(Saved entries)
******
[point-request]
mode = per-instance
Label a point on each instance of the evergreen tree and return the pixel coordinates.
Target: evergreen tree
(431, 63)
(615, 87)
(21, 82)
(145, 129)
******
**Problem details:** Every line of the entries that includes "point" must be copied into the answer.

**Your solution:**
[point-request]
Label a point on each instance of the evergreen tree and return the pixel coordinates.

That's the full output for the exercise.